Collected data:
_ _ _
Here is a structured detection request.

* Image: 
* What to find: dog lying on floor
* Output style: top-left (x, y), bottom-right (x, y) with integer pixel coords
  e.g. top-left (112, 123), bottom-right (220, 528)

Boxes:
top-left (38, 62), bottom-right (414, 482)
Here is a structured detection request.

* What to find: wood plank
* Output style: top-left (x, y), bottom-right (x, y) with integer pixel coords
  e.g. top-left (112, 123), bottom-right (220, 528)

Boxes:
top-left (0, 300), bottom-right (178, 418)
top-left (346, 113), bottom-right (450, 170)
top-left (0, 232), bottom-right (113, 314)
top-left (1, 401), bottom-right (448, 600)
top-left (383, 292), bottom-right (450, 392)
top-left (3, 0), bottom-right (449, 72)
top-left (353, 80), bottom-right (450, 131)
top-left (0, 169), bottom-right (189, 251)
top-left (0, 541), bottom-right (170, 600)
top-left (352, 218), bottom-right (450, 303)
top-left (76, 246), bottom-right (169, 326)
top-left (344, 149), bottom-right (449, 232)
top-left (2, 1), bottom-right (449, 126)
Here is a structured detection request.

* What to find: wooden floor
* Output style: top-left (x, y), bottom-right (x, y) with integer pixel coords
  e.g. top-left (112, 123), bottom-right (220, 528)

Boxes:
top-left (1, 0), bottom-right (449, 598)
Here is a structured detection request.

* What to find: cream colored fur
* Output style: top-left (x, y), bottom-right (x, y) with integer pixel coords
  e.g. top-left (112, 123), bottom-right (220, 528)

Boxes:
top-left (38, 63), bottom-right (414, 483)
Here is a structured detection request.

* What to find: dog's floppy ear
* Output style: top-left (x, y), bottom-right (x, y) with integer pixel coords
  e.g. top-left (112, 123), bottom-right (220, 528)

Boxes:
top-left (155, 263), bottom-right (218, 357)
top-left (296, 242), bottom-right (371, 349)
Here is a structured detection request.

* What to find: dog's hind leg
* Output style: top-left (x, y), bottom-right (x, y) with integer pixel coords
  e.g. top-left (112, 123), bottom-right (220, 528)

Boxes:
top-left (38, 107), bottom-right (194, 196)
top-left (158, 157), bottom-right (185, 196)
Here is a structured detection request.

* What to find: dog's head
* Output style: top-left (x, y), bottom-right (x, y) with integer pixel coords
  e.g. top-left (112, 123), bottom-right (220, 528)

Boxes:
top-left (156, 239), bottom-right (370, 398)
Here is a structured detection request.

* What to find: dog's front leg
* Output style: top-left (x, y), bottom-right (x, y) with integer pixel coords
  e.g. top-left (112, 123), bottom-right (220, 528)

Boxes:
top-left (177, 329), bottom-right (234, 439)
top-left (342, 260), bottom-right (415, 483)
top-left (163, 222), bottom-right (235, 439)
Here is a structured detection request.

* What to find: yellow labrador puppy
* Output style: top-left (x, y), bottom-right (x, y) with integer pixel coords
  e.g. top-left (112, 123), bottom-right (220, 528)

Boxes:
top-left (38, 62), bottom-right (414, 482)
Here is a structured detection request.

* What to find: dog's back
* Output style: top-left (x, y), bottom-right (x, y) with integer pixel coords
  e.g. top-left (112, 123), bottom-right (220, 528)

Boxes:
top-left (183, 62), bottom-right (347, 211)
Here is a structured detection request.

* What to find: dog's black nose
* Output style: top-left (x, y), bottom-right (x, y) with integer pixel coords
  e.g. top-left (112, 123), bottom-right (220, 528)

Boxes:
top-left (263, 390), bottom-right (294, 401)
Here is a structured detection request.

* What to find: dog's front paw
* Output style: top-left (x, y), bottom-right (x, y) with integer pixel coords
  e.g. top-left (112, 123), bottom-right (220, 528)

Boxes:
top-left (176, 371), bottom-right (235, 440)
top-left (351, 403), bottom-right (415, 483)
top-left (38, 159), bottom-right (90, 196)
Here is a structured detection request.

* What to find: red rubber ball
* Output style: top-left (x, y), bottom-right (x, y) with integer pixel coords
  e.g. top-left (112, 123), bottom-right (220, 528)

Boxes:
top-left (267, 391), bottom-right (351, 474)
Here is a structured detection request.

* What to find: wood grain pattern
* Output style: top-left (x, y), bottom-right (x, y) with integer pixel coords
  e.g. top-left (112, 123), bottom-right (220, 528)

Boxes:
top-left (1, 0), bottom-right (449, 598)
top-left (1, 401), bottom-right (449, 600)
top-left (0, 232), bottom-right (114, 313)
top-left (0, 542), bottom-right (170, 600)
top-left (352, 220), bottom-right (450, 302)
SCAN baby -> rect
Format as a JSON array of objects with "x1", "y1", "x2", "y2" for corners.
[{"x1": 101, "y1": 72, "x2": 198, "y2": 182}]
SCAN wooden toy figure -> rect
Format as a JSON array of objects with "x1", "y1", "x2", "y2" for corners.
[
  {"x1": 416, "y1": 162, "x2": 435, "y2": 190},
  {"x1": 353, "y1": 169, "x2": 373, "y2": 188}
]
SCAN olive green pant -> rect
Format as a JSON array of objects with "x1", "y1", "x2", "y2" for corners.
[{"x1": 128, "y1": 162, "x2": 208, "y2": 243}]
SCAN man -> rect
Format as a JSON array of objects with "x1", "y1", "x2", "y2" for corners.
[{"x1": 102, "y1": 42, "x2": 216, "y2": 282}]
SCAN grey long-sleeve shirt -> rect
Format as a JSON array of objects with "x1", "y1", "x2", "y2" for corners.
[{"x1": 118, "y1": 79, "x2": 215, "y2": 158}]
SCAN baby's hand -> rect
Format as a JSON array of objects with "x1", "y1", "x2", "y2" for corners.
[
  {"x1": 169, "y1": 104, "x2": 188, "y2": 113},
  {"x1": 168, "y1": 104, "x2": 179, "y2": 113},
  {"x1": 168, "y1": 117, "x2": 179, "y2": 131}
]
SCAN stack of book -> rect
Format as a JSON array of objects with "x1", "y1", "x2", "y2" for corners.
_ _ _
YOUR GOAL: Consider the entries above and return each line with the string "wooden".

THE ANSWER:
* What to find: wooden floor
SCAN wooden toy figure -> rect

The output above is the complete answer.